> [Activity]:
In the records below, print each line exactly and leave every image out.

□ □ □ □ □

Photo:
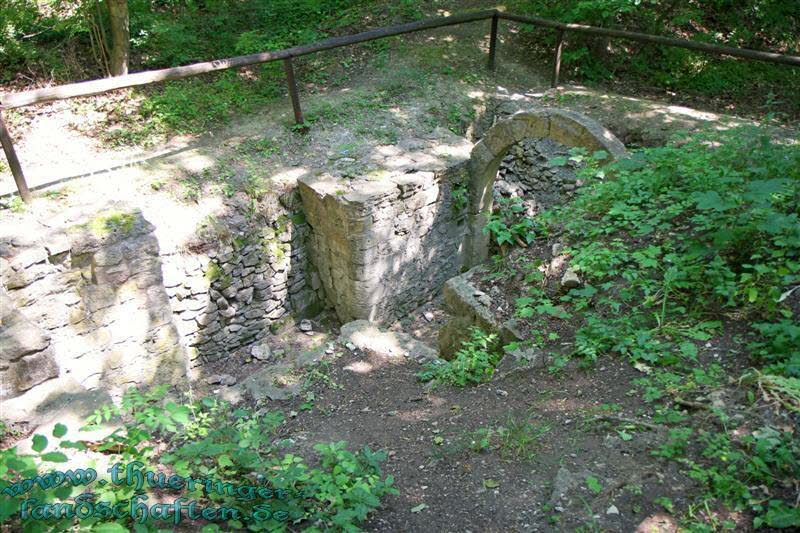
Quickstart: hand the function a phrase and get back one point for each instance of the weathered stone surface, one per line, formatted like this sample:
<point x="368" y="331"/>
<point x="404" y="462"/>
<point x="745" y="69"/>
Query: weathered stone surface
<point x="366" y="336"/>
<point x="565" y="127"/>
<point x="452" y="335"/>
<point x="462" y="299"/>
<point x="25" y="357"/>
<point x="384" y="247"/>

□ □ □ □ □

> [Your solution]:
Photo:
Quickstart: hand the function a phrase and get back one point for each instance of the weathered stone surface, one per line, formatted like this sample:
<point x="368" y="331"/>
<point x="404" y="462"/>
<point x="745" y="69"/>
Query: weathered stone surface
<point x="366" y="336"/>
<point x="565" y="127"/>
<point x="452" y="335"/>
<point x="462" y="299"/>
<point x="25" y="357"/>
<point x="384" y="247"/>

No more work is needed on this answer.